_Fragmento proporcionado_
------------------------------------
Mientras cenábamos el sol se puso sobre las colinas florentinas, envolviendo el paisaje en una luz dorada. Las campanas de la iglesia medieval de Santa Margherita, en Montici, anunciaban las horas secundadas por las demás iglesias ocultas en las colinas de alrededor. El aire, caldeado por los agonizantes rayos de sol, olía a madreselva. Abajo, en el valle, las torres almenadas de un castillo proyectaban sombras alargadas sobre los viñedos circundantes. Poco a poco, las colinas pasaron del dorado al púrpura y finalmente se perdieron en el crepúsculo de la noche.
El contraste entre ese paisaje mágico y el Monstruo que en otros tiempos acechaba en él me impactó particularmente.
Mario aprovechó el momento para entregarme un regalo. Al desenvolverlo, apareció un Oscar de plástico con una base que decía: «El Monstruo de Florencia».
—Para cuando hagan una película basada en nuestro libro —dijo Mario.
También me regaló un dibujo a lápiz que había hecho años atrás de Pietro Pacciani, sentado en el banquillo durante su juicio, en el que había escrito: «Para Doug, en memoria de un florentino vil y de nuestro maravilloso trabajo juntos».
De regreso a la casa que habíamos construido en Maine, colgué el dibujo en la pared de la cabaña que utilizaba de estudio detrás de la vivienda, junto con una fotografía de Spezi donde aparecía con su gabardina y su sombrero de fieltro, Gauloises en boca, en una carnicería bajo una ristra de carrillos de cerdo.
------------------------------------
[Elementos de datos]
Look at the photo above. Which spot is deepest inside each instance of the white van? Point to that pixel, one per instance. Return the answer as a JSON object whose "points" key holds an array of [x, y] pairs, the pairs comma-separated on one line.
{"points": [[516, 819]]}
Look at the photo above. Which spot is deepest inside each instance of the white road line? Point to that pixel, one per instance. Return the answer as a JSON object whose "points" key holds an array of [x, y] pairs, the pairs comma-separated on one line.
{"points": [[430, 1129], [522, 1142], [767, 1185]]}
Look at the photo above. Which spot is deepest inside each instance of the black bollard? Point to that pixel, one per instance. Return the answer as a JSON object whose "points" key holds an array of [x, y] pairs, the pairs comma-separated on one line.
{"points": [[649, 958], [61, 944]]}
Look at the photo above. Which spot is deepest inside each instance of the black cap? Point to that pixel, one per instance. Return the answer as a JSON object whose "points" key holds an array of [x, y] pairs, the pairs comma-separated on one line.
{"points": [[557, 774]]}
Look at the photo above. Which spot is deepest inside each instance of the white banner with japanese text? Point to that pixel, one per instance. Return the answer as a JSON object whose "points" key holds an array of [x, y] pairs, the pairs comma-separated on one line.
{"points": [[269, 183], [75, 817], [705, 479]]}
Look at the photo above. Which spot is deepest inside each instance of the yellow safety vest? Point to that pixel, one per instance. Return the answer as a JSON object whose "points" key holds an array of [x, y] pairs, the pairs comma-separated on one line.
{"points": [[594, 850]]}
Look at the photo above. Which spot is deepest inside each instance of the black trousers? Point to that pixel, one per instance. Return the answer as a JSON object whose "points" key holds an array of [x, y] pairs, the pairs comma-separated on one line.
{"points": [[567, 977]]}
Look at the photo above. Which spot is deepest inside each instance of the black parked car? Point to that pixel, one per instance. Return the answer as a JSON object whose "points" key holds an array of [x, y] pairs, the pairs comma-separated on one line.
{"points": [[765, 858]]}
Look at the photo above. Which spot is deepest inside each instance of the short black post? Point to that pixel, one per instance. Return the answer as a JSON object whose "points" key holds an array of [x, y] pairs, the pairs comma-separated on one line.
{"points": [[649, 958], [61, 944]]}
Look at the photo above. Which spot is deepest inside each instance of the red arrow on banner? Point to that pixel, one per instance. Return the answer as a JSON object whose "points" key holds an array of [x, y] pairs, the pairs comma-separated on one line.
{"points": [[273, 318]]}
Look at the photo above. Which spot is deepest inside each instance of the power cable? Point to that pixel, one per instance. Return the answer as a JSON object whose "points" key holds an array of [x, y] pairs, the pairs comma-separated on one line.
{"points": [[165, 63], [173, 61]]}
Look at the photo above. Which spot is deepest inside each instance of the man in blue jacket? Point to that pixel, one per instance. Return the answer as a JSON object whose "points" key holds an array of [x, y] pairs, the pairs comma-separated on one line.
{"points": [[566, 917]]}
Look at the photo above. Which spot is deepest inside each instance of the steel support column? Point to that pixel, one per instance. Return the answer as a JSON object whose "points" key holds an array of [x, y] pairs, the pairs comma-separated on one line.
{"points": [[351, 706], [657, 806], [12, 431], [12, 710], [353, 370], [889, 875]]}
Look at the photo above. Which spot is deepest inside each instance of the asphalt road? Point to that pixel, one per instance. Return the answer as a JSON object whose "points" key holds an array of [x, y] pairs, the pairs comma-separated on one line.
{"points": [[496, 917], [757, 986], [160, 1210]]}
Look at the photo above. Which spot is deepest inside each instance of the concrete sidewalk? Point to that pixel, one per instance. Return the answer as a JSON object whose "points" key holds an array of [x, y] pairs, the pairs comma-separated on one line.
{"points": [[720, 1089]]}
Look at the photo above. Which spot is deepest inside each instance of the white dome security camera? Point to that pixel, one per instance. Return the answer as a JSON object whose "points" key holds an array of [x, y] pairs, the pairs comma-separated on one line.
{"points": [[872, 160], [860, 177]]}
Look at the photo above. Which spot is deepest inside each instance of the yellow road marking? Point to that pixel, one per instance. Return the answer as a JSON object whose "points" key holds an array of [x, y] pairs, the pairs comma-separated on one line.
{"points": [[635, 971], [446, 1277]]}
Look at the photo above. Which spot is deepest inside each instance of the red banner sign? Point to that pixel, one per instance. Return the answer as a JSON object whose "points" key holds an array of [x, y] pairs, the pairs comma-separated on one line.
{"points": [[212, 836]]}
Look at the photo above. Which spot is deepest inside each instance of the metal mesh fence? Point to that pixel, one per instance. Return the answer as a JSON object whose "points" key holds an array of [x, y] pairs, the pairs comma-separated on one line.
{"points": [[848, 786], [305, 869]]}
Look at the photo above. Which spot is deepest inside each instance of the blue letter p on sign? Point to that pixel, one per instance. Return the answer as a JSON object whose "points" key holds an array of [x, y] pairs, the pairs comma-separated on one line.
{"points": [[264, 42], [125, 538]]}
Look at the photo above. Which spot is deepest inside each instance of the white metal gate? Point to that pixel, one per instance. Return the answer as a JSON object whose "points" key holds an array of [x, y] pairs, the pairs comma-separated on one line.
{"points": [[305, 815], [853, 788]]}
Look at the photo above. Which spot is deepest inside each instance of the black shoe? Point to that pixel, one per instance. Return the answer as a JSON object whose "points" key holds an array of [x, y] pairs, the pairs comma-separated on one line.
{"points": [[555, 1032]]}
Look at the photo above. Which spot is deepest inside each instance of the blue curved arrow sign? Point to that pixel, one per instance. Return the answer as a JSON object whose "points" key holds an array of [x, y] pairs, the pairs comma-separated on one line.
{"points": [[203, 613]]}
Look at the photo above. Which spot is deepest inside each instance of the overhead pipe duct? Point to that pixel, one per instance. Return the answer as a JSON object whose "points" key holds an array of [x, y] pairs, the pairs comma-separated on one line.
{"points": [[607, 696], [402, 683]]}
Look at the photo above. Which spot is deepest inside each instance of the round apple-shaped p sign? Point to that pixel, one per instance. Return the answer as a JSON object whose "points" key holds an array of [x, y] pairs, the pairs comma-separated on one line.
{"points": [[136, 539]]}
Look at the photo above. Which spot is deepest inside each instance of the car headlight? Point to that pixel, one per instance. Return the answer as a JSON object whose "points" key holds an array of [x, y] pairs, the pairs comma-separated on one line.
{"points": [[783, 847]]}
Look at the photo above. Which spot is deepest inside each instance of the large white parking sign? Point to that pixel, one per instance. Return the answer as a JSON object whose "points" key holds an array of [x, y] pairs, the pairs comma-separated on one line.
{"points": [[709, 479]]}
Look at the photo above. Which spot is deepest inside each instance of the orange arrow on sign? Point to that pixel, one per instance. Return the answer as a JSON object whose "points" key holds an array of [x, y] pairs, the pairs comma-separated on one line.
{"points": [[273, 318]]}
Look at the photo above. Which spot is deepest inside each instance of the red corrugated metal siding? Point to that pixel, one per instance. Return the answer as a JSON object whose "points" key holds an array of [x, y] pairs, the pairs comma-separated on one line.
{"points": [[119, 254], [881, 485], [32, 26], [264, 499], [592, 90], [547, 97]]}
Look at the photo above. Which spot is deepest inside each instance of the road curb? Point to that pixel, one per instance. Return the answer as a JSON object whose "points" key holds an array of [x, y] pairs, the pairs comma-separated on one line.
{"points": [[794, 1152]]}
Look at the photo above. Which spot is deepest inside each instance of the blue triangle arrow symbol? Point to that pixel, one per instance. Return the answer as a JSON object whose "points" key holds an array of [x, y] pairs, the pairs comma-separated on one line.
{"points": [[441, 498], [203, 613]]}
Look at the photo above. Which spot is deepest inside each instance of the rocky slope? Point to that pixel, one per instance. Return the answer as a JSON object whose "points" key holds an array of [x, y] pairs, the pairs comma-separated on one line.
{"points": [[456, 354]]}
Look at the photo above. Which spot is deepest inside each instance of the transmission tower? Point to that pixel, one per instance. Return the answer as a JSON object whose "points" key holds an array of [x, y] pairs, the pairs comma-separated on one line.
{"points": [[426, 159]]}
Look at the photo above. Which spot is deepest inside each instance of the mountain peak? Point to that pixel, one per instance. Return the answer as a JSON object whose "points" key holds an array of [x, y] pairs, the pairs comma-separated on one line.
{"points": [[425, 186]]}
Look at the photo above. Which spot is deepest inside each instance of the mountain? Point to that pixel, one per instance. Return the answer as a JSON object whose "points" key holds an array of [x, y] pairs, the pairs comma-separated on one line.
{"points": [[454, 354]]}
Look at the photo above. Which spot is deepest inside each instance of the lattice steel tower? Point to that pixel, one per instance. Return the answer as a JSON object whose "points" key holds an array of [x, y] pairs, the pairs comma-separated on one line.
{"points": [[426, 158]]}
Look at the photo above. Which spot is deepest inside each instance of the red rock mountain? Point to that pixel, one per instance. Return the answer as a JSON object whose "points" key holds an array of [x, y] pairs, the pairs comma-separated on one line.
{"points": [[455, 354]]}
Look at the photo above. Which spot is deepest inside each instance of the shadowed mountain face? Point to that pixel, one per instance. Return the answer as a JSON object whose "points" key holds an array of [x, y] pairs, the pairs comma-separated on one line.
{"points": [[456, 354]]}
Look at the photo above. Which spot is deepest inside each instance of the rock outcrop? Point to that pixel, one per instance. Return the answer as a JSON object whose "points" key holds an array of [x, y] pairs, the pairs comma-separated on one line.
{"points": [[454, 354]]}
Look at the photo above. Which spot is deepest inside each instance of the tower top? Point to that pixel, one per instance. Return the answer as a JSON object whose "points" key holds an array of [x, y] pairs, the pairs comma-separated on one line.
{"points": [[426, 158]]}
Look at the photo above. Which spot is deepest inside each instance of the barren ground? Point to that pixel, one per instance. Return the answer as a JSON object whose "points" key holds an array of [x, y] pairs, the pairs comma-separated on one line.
------------------------------------
_Lo que hará_
A - Según el fragmento sobre la cena en las colinas florentinas, ¿qué decía la base del Oscar de plástico que Mario entregó como regalo?
B - Prosiga el fragmento sobre la cena en las colinas florentinas a partir de su última oración.
El material no guarda relación alguna con el fragmento.

_Respuestas del ejercicio_
A - «El Monstruo de Florencia».

B -
Spezi y yo hablábamos con frecuencia, pues seguíamos trabajando en el libro del Monstruo. Echaba de menos mi vida en Italia, pero en Maine se respiraba tranquilidad y, con su habitual tiempo de mil demonios, niebla y frío, se convertía en un lugar maravilloso para trabajar. (Empecé a comprender por qué Italia producía pintores e Inglaterra escritores.) Rodeado de bosques de robles y pinos blancos, nuestro pueblo, Round Pond, tiene quinientos cincuenta habitantes y parece salido de una litografía de Currier & Ives, con su iglesia blanca y su campanario, un puñado de casas de madera, una tienda y un puerto lleno de langosteras. En invierno, el pueblo queda enterrado bajo un grueso manto de nieve rutilante y del océano sale humo. Apenas hay delincuencia y pocos se molestan en cerrar sus casas con llave cuando se marchan de vacaciones. La cena anual de la judía ocupa siempre la portada del periódico local. La «gran ciudad», a dieciocho kilómetros, es Damariscotta, con dos mil habitantes.
El choque cultural era considerable.
Seguíamos trabajando en el libro a través del teléfono y el correo electrónico. Spezi escribía la mayor parte del texto, mientras que yo leía y comentaba su trabajo y añadía algunos capítulos en mi pobre italiano, que Spezi se veía obligado a reescribir. (Mi nivel de italiano escrito correspondería, siendo generoso, al de un quinto grado.) También redactaba material en inglés, que traducía amablemente Andrea Carlo Cappi, el traductor de mis novelas, quien se había convertido en un buen amigo durante nuestros años en Italia. Spezi y yo hablábamos regularmente y hacíamos excelentes progresos con el libro.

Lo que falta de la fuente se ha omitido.